* Set problem
Copy the items below, starting with the line containing "Segment every instance of the hardwood" and going on through the end of the items, and raise every coordinate in the answers by 49. Leave all other text as it is.

* Entries
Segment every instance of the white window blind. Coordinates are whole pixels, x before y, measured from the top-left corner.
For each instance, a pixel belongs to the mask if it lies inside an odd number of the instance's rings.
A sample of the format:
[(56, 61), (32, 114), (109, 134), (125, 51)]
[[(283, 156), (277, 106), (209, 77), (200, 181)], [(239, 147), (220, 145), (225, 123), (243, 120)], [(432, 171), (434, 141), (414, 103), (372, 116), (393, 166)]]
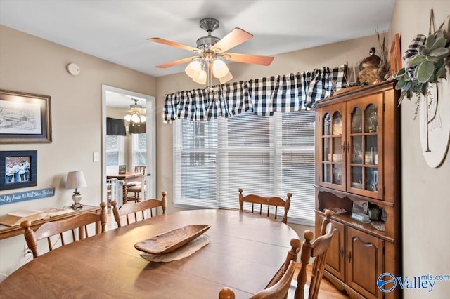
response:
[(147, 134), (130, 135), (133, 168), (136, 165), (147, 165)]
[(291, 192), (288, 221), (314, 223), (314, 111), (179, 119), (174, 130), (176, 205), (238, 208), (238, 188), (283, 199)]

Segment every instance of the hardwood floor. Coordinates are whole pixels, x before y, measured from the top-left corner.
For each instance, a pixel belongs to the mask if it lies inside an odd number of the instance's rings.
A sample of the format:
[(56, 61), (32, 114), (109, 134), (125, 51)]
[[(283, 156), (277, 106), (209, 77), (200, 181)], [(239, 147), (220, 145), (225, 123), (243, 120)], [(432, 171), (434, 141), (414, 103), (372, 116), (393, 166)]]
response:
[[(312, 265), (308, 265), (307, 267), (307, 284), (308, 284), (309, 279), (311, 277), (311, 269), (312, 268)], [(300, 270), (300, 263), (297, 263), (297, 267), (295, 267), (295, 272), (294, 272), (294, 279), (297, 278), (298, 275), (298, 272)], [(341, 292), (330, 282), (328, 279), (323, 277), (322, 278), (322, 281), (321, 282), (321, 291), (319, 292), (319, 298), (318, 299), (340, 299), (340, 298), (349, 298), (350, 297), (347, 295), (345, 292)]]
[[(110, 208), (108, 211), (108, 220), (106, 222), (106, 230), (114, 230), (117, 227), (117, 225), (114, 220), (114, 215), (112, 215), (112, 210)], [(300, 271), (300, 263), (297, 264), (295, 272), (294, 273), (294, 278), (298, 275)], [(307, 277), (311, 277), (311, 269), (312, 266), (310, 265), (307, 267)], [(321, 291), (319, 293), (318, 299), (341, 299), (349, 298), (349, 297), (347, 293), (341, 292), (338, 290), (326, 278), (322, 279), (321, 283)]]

* Problem solution
Segment every instance of the hardwood floor. Coordinates are whole pixels, x before y, measured from the top-left corner.
For each instance, a pixel belongs to the mask if it lies inside an odd number of the instance's rings.
A sample of the format:
[(56, 61), (32, 114), (109, 134), (125, 51)]
[[(283, 156), (277, 106), (209, 77), (200, 181)], [(239, 147), (220, 145), (225, 123), (243, 120)], [(432, 171), (434, 141), (414, 103), (372, 116), (393, 166)]]
response:
[[(361, 314), (357, 314), (356, 316), (356, 333), (357, 333), (358, 328), (360, 326), (360, 318), (361, 317)], [(349, 319), (349, 312), (346, 312), (346, 316), (344, 316), (344, 321), (343, 321), (343, 328), (346, 327), (347, 324), (347, 321)], [(390, 341), (379, 331), (377, 328), (372, 326), (371, 327), (371, 330), (370, 331), (370, 340), (368, 341), (368, 347), (367, 348), (389, 348), (389, 347), (398, 347), (399, 346), (396, 344), (394, 341)]]
[[(159, 257), (157, 260), (157, 269), (155, 271), (155, 279), (163, 279), (166, 276), (166, 274), (163, 269), (163, 264), (161, 264), (161, 259)], [(349, 320), (349, 312), (346, 313), (344, 321), (343, 322), (343, 327), (347, 324)], [(356, 326), (360, 326), (360, 318), (361, 315), (359, 314), (356, 316)], [(370, 340), (368, 342), (367, 348), (390, 348), (398, 347), (398, 346), (396, 342), (390, 341), (387, 339), (375, 327), (371, 328), (370, 332)]]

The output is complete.